[Work required]
Reproduce the stretch from the line containing "Could you point out the young" through the last line, substituting "flag" for "banner" and leaving everything else untouched.

[Data for the task]
════════

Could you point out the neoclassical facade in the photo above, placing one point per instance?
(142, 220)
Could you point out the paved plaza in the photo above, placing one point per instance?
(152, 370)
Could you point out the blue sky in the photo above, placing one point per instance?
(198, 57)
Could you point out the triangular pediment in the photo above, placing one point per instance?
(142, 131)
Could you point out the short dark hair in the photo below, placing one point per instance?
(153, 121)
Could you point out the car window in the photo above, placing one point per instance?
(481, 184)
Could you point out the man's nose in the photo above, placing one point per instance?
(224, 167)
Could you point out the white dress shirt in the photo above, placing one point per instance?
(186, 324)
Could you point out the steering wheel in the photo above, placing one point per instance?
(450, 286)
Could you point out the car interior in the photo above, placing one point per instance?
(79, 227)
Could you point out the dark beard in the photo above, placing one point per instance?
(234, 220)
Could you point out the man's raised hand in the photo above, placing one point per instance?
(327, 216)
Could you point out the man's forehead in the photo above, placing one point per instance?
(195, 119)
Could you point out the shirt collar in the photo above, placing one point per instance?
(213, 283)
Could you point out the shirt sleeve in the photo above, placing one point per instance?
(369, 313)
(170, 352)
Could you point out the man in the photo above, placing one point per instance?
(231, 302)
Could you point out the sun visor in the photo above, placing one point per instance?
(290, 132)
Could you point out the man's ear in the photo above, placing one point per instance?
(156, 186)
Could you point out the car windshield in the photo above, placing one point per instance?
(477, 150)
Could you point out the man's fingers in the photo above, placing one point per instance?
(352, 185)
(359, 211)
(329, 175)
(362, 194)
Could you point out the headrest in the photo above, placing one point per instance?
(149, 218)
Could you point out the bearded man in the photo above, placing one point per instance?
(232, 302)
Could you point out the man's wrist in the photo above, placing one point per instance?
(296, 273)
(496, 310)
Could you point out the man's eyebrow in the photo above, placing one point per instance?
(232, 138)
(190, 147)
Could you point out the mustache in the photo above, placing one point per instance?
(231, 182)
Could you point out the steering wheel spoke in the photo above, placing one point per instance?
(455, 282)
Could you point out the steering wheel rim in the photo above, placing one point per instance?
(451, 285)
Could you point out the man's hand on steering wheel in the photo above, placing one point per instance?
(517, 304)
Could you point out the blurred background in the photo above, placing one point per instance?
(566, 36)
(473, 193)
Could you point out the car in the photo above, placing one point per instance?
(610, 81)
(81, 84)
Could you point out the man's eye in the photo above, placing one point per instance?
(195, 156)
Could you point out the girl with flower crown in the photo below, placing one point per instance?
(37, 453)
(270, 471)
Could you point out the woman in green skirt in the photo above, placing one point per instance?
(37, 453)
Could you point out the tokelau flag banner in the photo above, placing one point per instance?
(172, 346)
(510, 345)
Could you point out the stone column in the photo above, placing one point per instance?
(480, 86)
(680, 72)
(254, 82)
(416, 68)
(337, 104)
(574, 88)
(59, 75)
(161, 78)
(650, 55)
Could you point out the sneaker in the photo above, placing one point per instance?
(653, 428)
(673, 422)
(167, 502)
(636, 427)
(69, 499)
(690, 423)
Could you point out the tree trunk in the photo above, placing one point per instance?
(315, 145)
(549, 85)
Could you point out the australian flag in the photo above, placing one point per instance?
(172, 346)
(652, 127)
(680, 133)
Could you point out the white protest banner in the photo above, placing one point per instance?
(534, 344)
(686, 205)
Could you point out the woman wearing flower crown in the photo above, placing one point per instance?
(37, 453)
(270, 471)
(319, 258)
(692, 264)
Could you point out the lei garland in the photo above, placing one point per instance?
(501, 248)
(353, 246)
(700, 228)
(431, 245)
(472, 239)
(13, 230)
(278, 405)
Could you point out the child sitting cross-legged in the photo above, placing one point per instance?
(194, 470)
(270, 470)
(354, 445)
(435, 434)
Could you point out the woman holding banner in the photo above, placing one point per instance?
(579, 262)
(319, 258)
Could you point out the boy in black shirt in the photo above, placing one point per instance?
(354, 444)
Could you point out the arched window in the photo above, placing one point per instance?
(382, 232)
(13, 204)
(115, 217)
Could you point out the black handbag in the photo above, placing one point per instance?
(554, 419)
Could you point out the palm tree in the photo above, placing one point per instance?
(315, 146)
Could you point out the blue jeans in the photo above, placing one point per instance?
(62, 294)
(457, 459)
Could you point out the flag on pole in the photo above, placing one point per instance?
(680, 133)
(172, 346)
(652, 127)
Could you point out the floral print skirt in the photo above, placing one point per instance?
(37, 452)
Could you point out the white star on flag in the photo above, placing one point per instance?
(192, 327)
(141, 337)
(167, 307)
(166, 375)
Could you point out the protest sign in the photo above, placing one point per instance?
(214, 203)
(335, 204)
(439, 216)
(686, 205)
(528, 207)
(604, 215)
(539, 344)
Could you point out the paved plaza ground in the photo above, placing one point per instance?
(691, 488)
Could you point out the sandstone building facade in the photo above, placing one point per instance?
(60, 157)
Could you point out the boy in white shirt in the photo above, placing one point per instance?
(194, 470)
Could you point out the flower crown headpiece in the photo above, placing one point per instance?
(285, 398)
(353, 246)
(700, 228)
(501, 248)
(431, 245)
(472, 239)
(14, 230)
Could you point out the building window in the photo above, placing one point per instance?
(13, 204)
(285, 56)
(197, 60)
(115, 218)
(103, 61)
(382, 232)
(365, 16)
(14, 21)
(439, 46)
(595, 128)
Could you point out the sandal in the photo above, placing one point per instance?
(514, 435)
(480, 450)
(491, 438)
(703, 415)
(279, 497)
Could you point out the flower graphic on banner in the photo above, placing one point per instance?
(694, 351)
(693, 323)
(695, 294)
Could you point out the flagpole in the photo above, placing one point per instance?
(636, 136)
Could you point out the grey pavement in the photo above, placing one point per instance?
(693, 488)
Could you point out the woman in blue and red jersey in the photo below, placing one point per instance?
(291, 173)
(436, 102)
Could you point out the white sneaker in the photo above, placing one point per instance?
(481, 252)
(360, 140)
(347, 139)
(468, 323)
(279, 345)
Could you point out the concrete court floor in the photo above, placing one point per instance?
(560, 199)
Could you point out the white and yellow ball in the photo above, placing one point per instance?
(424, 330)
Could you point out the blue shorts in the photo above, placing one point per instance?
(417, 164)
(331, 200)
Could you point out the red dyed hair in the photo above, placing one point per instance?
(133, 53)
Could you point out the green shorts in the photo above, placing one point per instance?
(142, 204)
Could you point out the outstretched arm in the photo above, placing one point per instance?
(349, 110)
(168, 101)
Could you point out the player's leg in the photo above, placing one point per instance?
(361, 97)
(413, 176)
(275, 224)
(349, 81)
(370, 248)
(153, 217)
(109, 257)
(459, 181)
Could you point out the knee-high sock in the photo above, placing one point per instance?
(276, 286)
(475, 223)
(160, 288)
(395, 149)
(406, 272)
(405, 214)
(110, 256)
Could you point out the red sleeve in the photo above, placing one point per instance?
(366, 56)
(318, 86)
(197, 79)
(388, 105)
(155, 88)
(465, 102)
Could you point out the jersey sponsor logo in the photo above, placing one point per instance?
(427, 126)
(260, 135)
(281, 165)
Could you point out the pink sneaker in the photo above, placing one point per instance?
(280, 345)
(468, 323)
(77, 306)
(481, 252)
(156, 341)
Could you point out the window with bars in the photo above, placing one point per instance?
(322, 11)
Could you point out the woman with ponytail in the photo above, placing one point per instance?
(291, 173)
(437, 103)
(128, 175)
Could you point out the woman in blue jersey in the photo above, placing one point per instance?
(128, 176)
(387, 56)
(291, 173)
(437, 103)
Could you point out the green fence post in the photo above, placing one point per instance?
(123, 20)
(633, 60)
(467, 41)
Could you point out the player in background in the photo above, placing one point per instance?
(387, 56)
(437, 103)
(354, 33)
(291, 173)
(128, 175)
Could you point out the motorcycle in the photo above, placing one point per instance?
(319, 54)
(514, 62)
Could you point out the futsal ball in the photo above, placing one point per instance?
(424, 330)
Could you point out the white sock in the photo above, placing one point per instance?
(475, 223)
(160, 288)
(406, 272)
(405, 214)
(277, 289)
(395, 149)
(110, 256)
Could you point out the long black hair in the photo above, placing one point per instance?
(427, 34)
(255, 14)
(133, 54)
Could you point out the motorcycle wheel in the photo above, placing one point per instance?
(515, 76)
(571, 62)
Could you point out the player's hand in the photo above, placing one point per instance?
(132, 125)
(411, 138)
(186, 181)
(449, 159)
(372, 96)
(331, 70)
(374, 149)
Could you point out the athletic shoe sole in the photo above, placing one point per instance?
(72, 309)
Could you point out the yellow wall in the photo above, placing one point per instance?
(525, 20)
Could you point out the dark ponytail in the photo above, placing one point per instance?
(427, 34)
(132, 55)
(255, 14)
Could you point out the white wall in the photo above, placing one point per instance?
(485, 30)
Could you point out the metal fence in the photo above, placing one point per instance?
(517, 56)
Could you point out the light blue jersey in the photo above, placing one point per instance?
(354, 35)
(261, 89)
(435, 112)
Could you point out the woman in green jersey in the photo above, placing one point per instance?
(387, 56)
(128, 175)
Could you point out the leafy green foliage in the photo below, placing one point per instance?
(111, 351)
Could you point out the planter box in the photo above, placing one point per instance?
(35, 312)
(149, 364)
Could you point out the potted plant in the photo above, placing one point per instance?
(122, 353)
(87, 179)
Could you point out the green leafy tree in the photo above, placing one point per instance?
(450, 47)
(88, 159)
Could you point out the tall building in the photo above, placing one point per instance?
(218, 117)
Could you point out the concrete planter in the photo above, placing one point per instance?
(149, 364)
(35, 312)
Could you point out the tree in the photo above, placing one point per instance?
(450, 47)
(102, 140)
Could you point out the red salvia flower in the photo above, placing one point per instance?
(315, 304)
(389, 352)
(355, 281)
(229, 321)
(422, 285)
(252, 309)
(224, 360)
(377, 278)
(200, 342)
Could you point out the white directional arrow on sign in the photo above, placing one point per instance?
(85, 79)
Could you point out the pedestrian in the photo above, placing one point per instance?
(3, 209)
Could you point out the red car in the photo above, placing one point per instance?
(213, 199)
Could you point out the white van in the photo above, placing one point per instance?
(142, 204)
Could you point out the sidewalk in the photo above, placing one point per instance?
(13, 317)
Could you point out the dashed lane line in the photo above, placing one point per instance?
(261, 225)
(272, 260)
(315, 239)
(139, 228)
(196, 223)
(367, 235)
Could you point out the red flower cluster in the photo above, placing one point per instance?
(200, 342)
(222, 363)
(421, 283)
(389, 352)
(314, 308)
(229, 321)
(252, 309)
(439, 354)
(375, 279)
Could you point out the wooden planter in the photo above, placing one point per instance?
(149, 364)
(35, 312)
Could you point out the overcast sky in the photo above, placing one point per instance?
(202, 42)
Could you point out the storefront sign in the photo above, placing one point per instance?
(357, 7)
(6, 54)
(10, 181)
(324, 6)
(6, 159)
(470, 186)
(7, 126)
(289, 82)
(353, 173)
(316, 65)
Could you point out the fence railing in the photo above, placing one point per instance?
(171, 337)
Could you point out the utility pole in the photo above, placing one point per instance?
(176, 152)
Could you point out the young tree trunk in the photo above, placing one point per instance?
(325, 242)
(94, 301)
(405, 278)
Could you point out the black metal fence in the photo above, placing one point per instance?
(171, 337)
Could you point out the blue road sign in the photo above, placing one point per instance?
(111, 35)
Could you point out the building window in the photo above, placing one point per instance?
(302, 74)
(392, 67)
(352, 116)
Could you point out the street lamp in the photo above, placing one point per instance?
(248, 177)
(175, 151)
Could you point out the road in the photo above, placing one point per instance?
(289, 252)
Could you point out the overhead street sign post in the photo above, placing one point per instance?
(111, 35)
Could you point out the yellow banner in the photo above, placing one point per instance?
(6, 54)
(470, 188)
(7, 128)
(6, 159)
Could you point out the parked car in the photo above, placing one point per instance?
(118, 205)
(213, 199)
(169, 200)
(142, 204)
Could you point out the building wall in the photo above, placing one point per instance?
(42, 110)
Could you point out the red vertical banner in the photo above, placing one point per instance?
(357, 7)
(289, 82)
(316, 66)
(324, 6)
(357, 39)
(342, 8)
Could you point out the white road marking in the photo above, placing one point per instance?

════════

[Task result]
Could you point out the young tree trunk in the photo above, placing one point per instance?
(325, 242)
(94, 301)
(405, 278)
Could you point out the black metal fence in the photo above, placing one point per instance?
(171, 337)
Could you point out the blue road sign in the photo above, placing one point per instance?
(111, 35)
Could you point out the building window in the photo above, placing one point per instance?
(302, 74)
(392, 67)
(352, 116)
Could you point out the street lamp in the photo above, placing one point per instance?
(248, 177)
(175, 151)
Could you point out the road in the photo above, placing one point per instance?
(289, 252)
Could you point out the overhead street sign post in the photo above, placing one point per instance?
(111, 35)
Could you point out the yellow flag in the photo above, placing one point per instance?
(6, 54)
(470, 188)
(7, 128)
(6, 159)
Could you point out the parked car in the photo above, placing one point per instance?
(118, 205)
(213, 199)
(169, 200)
(142, 204)
Could you point out the building wall in the photo above, placing one point per instance?
(42, 110)
Could you point out the red vertical flag in the photo above, placing one point per instance?
(357, 7)
(289, 82)
(316, 66)
(324, 6)
(357, 39)
(342, 8)
Could you point out the white road marking in the photo above, placing one point per instance?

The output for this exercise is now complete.